Powody - nieakceptowanie linii politycznej, obrażanie kolegów partyjnych, brak współpracy w klubie radnych PO w Radzie Miejskiej. Uznano także, że działają na szkodę koalicji PO-BBS. Oni uznają te zarzuty za bezzasadne.
Anna Leszczyńska, radna Rady Miejskiej była sekretarzem koła miejskiego Platformy Obywatelskiej, a radny Mieczysław Koprowski - zastępcą przewodniczącego koła miejskiego. Aż do zebrania koła, 25 lutego. Wniosek o pozbawienie ich funkcji złożył Jacek Pilawa, radny Sejmiku Dolnośląskiego. Podpisało się pod nim 14 radnych i oni głosowali za odwołaniem. O co tak naprawdę chodzi?
Leszczyńska i Koprowski są bardzo aktywnymi radnymi. Zadają sporo pytań, składają interpelacje, reagują na sugestie mieszkańców, przekazują je na sesjach i posiedzeniach komisji RM. Słowem - nękają burmistrza pytaniami, często nie zgadzają się z tym, co powiedział, czasem chcą wiedzieć więcej. Wnioskodawcy uznali, że swoją aktywnością radni działają na szkodę koalicji PO-BBS. Nieoficjalnie mówi się, że burmistrz Franciszek Październik miał dość i interweniował w tej sprawie u posła Romana Kaczora (przewodniczącego koła miejskiego PO). Przeciwko tym radnym wykorzystano także fakt, że nie uczestniczyli w sesji RM, na której przyjmowano budżet miasta na 2013 rok oraz podnoszono ceny wody, pomimo że była dyscyplina partyjna w sprawie tych głosowań.
Jacek Pilawa nie chciał się wypowiadać na temat swojego wniosku i tego, co się stało w miejskim kole PO. Odmówił komentarza, tłumacząc, że jest tylko szeregowym członkiem koła i wspiera działaczy swoim wieloletnim, politycznym doświadczeniem. Prowadzenie polityki zostawia młodym. Z posłem Romanem Kaczorem nie udało nam się skontaktować, w dniu oddawania tego tekstu do druku, nie było go także w biurze poselskim.

**POLECENIE 1**
Oceń, czy zdania (a), (b) i (c) zgadzają się z tekstem o odwołaniu radnych, i przy każdym odpowiedz „tak” lub „nie”, przytaczając dosłownie rozstrzygające słowa tekstu. (a) Wniosek o odwołanie radnych złożył burmistrz Franciszek Październik. (b) Pod wnioskiem podpisało się 14 radnych. (c) Leszczyńska i Koprowski nie byli na sesji, na której przyjmowano budżet miasta na 2013 rok.
**POLECENIE 2**
Proszę wznowić tekst o odwołaniu radnych, zaczynając zaraz po jego ostatnim zdaniu.
Pozycje zamieszczone dalej nie mają związku z tekstem o odwołaniu radnych.

**DANE WEJŚCIOWE**
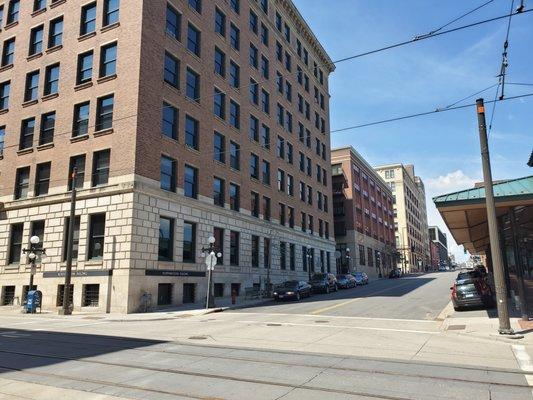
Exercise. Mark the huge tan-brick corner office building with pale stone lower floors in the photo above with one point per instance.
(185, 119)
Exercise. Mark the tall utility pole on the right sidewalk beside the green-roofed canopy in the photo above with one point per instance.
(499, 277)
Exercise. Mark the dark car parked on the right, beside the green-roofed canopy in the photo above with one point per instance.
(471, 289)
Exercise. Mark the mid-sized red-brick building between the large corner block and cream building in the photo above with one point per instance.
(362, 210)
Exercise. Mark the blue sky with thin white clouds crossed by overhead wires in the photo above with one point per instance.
* * *
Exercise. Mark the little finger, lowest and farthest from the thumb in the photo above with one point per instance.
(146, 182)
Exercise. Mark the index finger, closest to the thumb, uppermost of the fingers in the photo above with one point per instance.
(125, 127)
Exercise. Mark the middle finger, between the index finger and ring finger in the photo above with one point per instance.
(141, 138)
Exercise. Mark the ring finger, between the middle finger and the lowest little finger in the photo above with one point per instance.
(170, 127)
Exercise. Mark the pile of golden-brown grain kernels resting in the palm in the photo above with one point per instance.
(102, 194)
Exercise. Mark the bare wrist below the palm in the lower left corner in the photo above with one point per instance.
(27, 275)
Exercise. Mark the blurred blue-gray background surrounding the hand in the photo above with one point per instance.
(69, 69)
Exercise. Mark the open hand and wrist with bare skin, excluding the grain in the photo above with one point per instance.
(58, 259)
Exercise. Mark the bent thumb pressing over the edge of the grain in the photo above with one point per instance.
---
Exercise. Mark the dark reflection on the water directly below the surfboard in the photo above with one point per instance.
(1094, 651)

**WYNIK 1**
(a) Nie: „Wniosek o pozbawienie ich funkcji złożył Jacek Pilawa, radny Sejmiku Dolnośląskiego.”
(b) Tak: „Podpisało się pod nim 14 radnych”
(c) Tak: „nie uczestniczyli w sesji RM, na której przyjmowano budżet miasta na 2013 rok”

**WYNIK 2**
Komentarza nie odmawia Mieczysław Koprowski, pozbawiony funkcji wiceprzewodniczącego: - To bzdurne i niczym nieuzasadnione zarzuty, a wniosek - absurdalny. Nie mam sobie nic do zarzucenia, jako wiceprzewodniczący koła. Uczestniczę w zebraniach, jestem aktywny. Pozbawiono mnie funkcji, która nie ma nic wspólnego z moją działalnością, jako radnego. Statut miasta jasno nakazuje radnym aktywność na sesjach i komisjach oraz występowanie z interwencjami w sprawach mieszkańców. Robię to. Porozumienie koalicyjne PO i BBS nie nakazuje milczenia na sesjach i siedzenia, jak trusia. Partia nie może zakazać wypowiadania się.
Podczas zebrania Koprowski złożył oświadczenie, w którym przyrównał metody swoich partyjnych kolegów do sądów kapturowych, metod rodem z PRL i IV RP - "dajcie człowieka, a paragraf się znajdzie". Przypomniał o budzących dyskusję działaniach innych członków miejskiej PO, m.in.Jacka Pilawy (niepoparcie wniosku o pieniądze na obwodnicę w Sejmiku) i Andrzeja Mikody, który w wywiadzie dla GP-WO chwalił wielkość BBS.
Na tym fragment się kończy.